▶ **DOCUMENT EXTRACT**:
▬▬▬▬▬▬▬▬▬▬

Thaler also tried a similar gambit in the U.K. and Australia in 2019, seeking a patent for a device he claimed was autonomously invented by another of his AI systems. He briefly found success in Australia after the Federal Court of Australia overturned a decision by the Australian Patent Office to reject the application in 2020, only to see that ruling reversed on appeal in 2021.
I cannot speak authoritatively on the legal merits of Thaler’s arguments. But the commentary I’ve seen from those who can speak authoritatively seems to converge on the view that his lawsuit against the Copyright Office is likely to fail, given existing caselaw concerning non-human authors and the Supreme Court’s requirement of a modicum of “creativity” for a work to be considered original.
I’m not sure Dr. Thaler actually expects anything else, however. The legal fights he’s picked with copyright and patent authorities seem engineered as much to highlight the increasingly quaint-looking foundations of the legal system’s traditional conception of authorship and creativity in the age of autonomous machines, as for any financial or proprietary gain.
That’s not to say the financial implications aren’t huge, however. Anything but.
The astonishing advances made in AI technology over the last two years, and the commercialization of tools like Stable Diffusion and OpenAI’s ChatGPT, have yanked the discussion around AI authorship and the use of copyrighted works in training data out of the largely theoretical and academic realm of the 2020 WIPO proceeding and thrust it into the big money worlds of major media conglomerates and Wall Street. With head-snapping speed.

▬▬▬▬▬▬▬▬▬▬

▶ **ASSIGNMENT**: Set down, word for word, the part of the AI authorship article from "I cannot speak" to "or proprietary gain.".

▶ **INFORMATION GIVEN**:
▬▬▬▬▬▬▬▬▬▬

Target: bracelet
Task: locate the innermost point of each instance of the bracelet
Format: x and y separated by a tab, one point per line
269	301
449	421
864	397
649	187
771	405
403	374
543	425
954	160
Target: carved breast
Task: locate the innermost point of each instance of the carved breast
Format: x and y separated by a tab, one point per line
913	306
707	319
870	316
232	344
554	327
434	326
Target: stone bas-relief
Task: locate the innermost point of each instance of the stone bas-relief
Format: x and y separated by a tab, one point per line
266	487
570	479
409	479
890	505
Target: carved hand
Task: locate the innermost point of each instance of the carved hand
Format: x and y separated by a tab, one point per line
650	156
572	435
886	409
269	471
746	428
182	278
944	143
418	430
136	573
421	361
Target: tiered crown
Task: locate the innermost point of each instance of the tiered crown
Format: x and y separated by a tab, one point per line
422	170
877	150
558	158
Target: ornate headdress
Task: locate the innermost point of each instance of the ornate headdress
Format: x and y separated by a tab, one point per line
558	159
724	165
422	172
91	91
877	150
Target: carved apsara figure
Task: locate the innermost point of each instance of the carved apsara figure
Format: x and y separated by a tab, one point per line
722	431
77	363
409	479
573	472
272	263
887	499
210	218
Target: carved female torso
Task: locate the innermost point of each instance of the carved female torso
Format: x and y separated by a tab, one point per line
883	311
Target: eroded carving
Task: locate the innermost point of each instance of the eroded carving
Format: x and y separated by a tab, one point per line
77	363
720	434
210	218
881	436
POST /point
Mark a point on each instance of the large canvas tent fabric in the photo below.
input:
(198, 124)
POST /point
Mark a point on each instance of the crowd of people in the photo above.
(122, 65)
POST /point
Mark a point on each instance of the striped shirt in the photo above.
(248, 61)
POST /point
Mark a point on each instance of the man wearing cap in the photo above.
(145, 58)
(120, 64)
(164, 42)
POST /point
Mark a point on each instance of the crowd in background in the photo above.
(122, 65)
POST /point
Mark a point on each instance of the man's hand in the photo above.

▬▬▬▬▬▬▬▬▬▬

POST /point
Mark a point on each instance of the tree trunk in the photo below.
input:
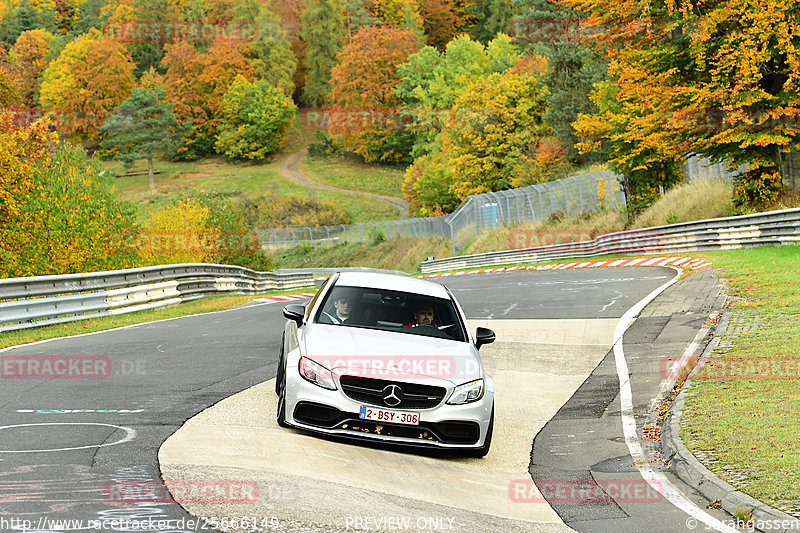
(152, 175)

▬▬▬▬▬▬▬▬▬▬

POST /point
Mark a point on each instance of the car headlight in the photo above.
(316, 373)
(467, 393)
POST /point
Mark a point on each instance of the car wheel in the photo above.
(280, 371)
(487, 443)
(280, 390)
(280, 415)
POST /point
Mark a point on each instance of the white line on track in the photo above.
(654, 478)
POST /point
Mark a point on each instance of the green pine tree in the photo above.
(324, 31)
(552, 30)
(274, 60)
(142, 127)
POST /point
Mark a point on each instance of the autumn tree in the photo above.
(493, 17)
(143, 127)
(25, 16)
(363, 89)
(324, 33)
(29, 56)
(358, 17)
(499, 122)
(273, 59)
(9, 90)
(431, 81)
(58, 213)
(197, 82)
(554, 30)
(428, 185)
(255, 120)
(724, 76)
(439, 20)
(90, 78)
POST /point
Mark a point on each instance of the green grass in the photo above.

▬▬▬▬▬▬▬▬▬▬

▶ **WRITTEN RESPONSE**:
I cannot speak authoritatively on the legal merits of Thaler’s arguments. But the commentary I’ve seen from those who can speak authoritatively seems to converge on the view that his lawsuit against the Copyright Office is likely to fail, given existing caselaw concerning non-human authors and the Supreme Court’s requirement of a modicum of “creativity” for a work to be considered original.
I’m not sure Dr. Thaler actually expects anything else, however. The legal fights he’s picked with copyright and patent authorities seem engineered as much to highlight the increasingly quaint-looking foundations of the legal system’s traditional conception of authorship and creativity in the age of autonomous machines, as for any financial or proprietary gain.